§ **BRANO PROPOSTO**:
=-=-=-=-=

Oggi, mentre ero in giro con Ale, ci siamo fermati per fare merenda e accanto a noi c’era una ragazza con il suo bambino.
Ho iniziato a scambiare quattro chiacchiere con questa giovane (molto più di me) mamma che, ad un certo punto, mi ha detto:” Eh da quando ho un figlio maschio, capisco mia suocera e la sua gelosia verso mio marito. Sarò sicuramente anche io una pessima suocera, ma che ci posso fare se amo mio figlio?”
Sono stata assalita da milioni di pensieri, ma sicuramente quello principale e che mi si leggeva sulla fronte era: “Ma sei cretina?!”
Ovviamente ho cercato di mantenere neutralità assoluta ed un approccio volto all’ascolto e non all’attacco, ma adesso posso sfogarmi.
Prima di tutto vorrei capire che significa: “Che ci posso fare se amo mio figlio?”
Mamme di figlie femmine in ascolto, sappiate che VOI NON amate le vostre figlie.
Una madre ama suo figlio e quindi immagina già che sarà una pessima suocera per la donna che il suddetto amato figlio sceglierà come compagna della sua vita.
Certo, non fa una piega: amare non significa rispettare, evidentemente.

=-=-=-=-=

§ **PROBLEMI DA RISOLVERE**:
- A) Le affermazioni seguenti concordano con il brano proposto? Per ciascuna rispondi sì o no e cita le parole del brano che lo stabiliscono.
(i) Chi scrive e Ale si erano fermati per fare merenda.
(ii) La giovane mamma diceva di non capire la gelosia della suocera.
(iii) Durante la conversazione chi scrive ha attaccato apertamente la ragazza.
- B) Come si traduce in inglese questa frase del brano proposto: «Certo, non fa una piega: amare non significa rispettare, evidentemente.»?

Dati di localizzazione di punti su immagini:
=-=-=-=-=

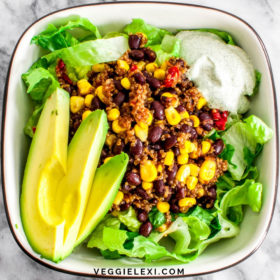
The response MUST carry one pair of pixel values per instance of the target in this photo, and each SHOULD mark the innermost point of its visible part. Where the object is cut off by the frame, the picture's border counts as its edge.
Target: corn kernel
(150, 118)
(163, 207)
(141, 65)
(148, 171)
(147, 185)
(194, 169)
(184, 115)
(205, 147)
(172, 115)
(76, 103)
(162, 228)
(141, 131)
(159, 74)
(195, 120)
(116, 127)
(107, 159)
(84, 87)
(169, 158)
(164, 65)
(172, 99)
(113, 114)
(122, 64)
(98, 67)
(100, 94)
(191, 182)
(111, 139)
(159, 168)
(187, 202)
(183, 159)
(207, 170)
(119, 198)
(200, 192)
(188, 147)
(183, 173)
(125, 83)
(201, 102)
(86, 114)
(151, 67)
(88, 99)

=-=-=-=-=

§ **RISPOSTE PER ESERCIZIO**:
- A)
(i) Sì: "ci siamo fermati per fare merenda".
(ii) No: "capisco mia suocera e la sua gelosia verso mio marito".
(iii) No: "ho cercato di mantenere neutralità assoluta ed un approccio volto all’ascolto e non all’attacco".

- B) Sure, that makes perfect sense: loving doesn't mean respecting, evidently.